Supplied information ▸
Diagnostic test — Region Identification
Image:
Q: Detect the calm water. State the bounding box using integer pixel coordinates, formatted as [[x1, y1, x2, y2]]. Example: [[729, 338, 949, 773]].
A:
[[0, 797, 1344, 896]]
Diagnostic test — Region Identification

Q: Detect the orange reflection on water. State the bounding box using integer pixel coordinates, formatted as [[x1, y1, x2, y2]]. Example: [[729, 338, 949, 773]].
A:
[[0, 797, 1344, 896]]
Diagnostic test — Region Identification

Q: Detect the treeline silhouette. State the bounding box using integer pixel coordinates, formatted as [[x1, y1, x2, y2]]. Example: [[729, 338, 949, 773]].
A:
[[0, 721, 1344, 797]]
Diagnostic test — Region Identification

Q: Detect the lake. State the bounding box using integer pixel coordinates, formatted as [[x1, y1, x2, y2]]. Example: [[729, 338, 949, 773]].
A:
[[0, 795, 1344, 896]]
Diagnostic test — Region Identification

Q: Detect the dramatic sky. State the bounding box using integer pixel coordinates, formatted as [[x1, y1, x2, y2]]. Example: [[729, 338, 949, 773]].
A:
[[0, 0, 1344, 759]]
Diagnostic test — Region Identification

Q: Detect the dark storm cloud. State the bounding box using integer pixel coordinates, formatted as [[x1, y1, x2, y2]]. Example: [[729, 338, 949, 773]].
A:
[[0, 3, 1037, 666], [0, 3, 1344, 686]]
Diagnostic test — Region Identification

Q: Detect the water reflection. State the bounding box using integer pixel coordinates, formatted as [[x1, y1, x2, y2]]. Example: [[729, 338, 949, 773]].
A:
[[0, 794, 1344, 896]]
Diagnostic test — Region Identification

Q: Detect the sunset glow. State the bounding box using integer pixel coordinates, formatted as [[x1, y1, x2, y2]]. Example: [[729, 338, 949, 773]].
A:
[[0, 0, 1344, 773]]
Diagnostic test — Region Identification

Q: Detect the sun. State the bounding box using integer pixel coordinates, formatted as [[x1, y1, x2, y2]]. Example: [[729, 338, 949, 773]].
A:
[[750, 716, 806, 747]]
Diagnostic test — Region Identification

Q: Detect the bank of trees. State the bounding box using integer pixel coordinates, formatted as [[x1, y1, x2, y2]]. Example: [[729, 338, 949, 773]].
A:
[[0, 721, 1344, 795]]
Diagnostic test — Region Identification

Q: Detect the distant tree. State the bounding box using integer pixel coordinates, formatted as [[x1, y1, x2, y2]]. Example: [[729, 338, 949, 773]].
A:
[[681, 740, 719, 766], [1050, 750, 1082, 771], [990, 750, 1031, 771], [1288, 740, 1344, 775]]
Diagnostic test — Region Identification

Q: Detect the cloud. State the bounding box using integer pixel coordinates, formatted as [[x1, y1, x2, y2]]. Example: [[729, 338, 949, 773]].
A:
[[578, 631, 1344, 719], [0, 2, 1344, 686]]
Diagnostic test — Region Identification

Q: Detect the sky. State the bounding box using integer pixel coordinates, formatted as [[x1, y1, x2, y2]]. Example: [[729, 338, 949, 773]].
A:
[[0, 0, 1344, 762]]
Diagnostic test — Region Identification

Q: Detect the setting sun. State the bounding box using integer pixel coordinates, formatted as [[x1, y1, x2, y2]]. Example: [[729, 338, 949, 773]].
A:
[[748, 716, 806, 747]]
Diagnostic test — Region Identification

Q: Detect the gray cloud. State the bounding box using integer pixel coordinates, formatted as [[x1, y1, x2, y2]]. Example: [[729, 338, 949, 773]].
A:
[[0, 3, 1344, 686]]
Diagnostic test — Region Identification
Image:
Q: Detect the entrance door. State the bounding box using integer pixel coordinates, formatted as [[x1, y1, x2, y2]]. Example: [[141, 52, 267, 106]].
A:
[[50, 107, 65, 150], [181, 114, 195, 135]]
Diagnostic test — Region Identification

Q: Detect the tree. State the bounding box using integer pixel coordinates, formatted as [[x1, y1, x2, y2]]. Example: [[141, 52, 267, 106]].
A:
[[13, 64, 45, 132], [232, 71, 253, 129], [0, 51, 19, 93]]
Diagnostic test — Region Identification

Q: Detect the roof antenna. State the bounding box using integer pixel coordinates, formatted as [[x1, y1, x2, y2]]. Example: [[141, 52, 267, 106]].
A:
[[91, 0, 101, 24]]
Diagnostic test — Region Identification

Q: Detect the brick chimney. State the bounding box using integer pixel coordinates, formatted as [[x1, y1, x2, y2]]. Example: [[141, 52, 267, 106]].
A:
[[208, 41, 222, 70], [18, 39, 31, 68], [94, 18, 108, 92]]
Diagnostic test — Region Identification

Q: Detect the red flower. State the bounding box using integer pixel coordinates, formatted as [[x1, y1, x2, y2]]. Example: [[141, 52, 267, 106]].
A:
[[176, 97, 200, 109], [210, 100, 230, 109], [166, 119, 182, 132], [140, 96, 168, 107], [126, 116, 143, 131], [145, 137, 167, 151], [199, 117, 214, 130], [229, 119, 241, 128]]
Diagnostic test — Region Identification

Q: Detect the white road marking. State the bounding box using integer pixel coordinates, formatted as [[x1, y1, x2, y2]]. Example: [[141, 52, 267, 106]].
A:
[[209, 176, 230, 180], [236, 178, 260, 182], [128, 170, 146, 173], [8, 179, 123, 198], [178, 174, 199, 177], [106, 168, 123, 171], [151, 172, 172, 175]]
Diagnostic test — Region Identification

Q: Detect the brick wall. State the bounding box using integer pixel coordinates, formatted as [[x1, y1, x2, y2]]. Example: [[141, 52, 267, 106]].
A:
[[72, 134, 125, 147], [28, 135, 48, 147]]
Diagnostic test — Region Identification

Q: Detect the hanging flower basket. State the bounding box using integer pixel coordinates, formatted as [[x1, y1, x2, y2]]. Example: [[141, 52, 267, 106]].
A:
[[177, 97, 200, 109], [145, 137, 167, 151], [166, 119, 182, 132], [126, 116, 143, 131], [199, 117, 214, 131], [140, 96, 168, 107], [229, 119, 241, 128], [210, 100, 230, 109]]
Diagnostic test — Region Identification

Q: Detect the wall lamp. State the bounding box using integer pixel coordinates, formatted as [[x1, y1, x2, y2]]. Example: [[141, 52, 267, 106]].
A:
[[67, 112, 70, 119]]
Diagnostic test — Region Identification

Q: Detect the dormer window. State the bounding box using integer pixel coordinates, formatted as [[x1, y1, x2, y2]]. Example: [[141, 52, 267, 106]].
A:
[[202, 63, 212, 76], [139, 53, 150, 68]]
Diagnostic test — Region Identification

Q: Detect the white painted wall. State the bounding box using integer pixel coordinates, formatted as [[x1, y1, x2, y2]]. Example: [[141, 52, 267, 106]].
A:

What the task asks ▸ Reproduce everything from the start of the entries down to the line containing "[[0, 721, 1344, 797]]", both ends included, keeping the requests as they are. In the answers only, scale every bounding-box coordinate by 0.95 and round it to a whole number, with halves rounded up.

Answer for the task ▸
Diagnostic test — Region Identification
Image:
Q: Detect the calm water. State the bounding box using integer pixel coordinates, formatted as [[x1, y1, x2, y2]]. Example: [[729, 338, 949, 773]].
A:
[[0, 757, 1277, 851]]
Diagnostic test — Region Identification

Q: Detect the orange reflection on water. State the bounding box using integer pixel coordinates, formatted as [[x1, y1, x2, y2]]. Example: [[729, 338, 949, 773]].
A:
[[0, 757, 1277, 851]]
Diagnostic test — Region Identification

Q: Detect the treeline silhouette. State the bounding box using integer pixel coordinates, formatted as [[x1, y1, x2, y2]]. Example: [[729, 338, 949, 773]].
A:
[[0, 685, 1277, 757]]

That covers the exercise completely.